**WHAT TO PRODUCE:** Change every occurrence of "innermost" to "most central" in the records below, and leave all other text as it is.

**PROVIDED RECORDS:**
_ _ _ _ _

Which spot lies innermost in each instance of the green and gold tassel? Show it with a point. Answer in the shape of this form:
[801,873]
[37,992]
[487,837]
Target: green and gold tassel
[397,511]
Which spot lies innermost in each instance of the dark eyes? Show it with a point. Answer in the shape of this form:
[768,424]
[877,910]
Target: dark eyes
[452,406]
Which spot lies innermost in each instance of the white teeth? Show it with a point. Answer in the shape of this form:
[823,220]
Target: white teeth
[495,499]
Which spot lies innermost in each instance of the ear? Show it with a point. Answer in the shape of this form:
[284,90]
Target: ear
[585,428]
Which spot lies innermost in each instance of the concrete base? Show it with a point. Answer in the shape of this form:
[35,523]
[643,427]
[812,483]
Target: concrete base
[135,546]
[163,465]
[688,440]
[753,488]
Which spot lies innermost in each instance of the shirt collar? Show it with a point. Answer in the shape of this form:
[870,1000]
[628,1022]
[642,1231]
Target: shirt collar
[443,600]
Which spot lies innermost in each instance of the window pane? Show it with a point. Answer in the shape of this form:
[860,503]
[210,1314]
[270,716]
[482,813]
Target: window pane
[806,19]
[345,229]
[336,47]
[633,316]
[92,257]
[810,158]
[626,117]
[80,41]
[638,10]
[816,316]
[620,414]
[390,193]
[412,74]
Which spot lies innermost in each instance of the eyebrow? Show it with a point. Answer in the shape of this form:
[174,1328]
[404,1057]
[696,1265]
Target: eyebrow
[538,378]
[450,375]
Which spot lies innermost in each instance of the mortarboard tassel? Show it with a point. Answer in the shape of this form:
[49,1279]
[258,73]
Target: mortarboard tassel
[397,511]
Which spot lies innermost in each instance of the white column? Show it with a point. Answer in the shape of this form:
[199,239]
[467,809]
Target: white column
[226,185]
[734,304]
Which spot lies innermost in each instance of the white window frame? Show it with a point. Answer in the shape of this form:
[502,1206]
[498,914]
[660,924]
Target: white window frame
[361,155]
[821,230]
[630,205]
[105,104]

_ _ _ _ _

**SOLUTION TO THIS TASK:**
Which spot lies most central in each instance of the green and gold tassel? Show it with a point. Answer in the shape of this form:
[801,873]
[37,992]
[487,837]
Target: green and gold tassel
[397,511]
Which spot lies most central in each instance of the dark eyes? Show it with a point. Answer in the shape of this form:
[768,424]
[877,910]
Target: dark eyes
[452,406]
Which spot lies most central in each instance of the white teeth? Show it with a point. Answer in the shape of this form:
[823,220]
Target: white teeth
[495,499]
Which spot lies most central in each instance of the ear? Show it with a point. Answer in the shape of this form:
[284,90]
Target: ear
[585,428]
Which spot lies most central in each instance of the concrete base? Show it with a point. Answer in the shape of this form:
[35,523]
[643,427]
[812,483]
Target: concrete base
[135,546]
[163,465]
[688,440]
[753,488]
Which spot lies most central in each instance of the shirt collar? Show it with a point. Answer in the shape of this form:
[870,1000]
[628,1022]
[642,1231]
Target: shirt collar
[443,600]
Which spot lies most central in each instance of the window pane? Show it with a point. Answer in the shape of this form:
[860,503]
[210,1314]
[270,716]
[482,813]
Target: window pane
[806,19]
[345,229]
[336,47]
[633,316]
[92,257]
[810,158]
[626,117]
[80,41]
[638,10]
[816,316]
[620,414]
[390,193]
[412,74]
Which spot lies most central in each instance of the eyebrow? Show it with a point. Answer in the shape of this form:
[174,1328]
[404,1057]
[696,1265]
Target: eyebrow
[538,378]
[450,375]
Which spot lies most central in each instance of the mortarboard tassel? Show it with a point. Answer in the shape of this form:
[49,1279]
[258,73]
Target: mortarboard tassel
[397,511]
Which spot lies most central in each instance of the white column? Show it with a point. Answer in the shape of this form:
[199,239]
[467,809]
Target: white column
[226,185]
[734,304]
Which spot lies most central in each instance of the white window frame? Show it with a point. Answer in the shape of this form:
[502,1206]
[498,914]
[660,924]
Target: white window frame
[361,155]
[821,230]
[630,205]
[105,104]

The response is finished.